§ WHAT IS BEING ASKED: What is needed here is an exact transcription of all the entries.

§ Saved entries:
= Beginning of Section =

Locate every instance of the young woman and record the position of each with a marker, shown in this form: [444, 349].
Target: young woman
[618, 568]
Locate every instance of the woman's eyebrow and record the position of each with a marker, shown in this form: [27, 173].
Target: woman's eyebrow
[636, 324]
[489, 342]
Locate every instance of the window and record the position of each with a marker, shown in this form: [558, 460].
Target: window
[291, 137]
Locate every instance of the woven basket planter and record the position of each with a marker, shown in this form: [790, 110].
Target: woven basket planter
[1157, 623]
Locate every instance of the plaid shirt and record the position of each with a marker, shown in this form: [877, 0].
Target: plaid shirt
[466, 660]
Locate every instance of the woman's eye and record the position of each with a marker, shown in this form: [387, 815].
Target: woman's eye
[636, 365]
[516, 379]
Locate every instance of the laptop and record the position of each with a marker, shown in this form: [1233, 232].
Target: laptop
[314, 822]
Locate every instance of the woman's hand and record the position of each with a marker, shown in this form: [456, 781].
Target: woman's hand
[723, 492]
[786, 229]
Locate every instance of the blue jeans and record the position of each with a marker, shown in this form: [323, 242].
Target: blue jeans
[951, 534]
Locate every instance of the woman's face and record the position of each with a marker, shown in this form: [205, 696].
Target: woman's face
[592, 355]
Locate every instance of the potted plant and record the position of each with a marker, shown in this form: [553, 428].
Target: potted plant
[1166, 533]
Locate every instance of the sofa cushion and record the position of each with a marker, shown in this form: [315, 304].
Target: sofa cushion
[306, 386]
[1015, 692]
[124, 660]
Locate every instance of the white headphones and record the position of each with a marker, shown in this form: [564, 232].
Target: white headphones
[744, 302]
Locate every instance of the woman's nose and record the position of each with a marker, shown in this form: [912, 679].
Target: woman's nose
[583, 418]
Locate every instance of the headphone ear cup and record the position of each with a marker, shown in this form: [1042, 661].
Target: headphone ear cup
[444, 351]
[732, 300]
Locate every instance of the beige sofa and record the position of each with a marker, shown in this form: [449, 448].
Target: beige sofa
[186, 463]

= End of Section =

§ OUTPUT:
Locate every instance of the young woman and record the position of each with a marker, shown in this form: [444, 349].
Target: young woman
[618, 568]
Locate every instance of the woman's eyebrow and record the position of each with a marker, shown in this form: [27, 173].
Target: woman's eyebrow
[636, 324]
[489, 342]
Locate every instance of the window and record the position of each with a marker, shown in this form: [558, 460].
Target: window
[291, 137]
Locate every instance of the woven basket planter and record the position of each with a marker, shown in this form: [790, 110].
Target: woven basket planter
[1157, 623]
Locate every instance of the plaid shirt and record the position of each with a marker, shown in this form: [877, 0].
Target: plaid shirt
[466, 660]
Locate every instance of the woman's eye and record the position of each with a marker, shown in this form: [387, 815].
Target: woman's eye
[636, 365]
[516, 379]
Locate every instance of the laptop and record the position of each with a marker, shown in this form: [1233, 232].
Target: laptop
[314, 822]
Locate every instance of the woman's hand and record the position of each with a marker, shown in this form: [456, 781].
Target: woman's hand
[723, 492]
[786, 229]
Locate every instance of the blue jeans and record the position of each with a marker, shown in this form: [323, 242].
Target: blue jeans
[951, 534]
Locate every instance of the woman's face and record the position of each with a marker, shown in this form: [205, 696].
Target: woman's face
[592, 355]
Locate every instance of the potted plant and record the position of each with a marker, shown in this form: [553, 428].
Target: potted plant
[1166, 533]
Locate every instance of the sofa cushion and record the position of each with a marker, shown in this form: [315, 304].
Target: sofa cushion
[306, 386]
[1015, 692]
[124, 660]
Locate every instance of the white headphones and record the position of each with a marker, shown in this form: [564, 232].
Target: white headphones
[744, 302]
Locate every instance of the woman's nose and record the position of each with a marker, shown in this form: [912, 679].
Target: woman's nose
[583, 418]
Locate every instance of the headphone ear cup and record the position of each with a marker, shown in this form: [1042, 661].
Target: headphone ear cup
[444, 351]
[732, 300]
Locate every instance of the beige sofa and record the position of each with a marker, shown in this form: [449, 448].
Target: beige sofa
[186, 463]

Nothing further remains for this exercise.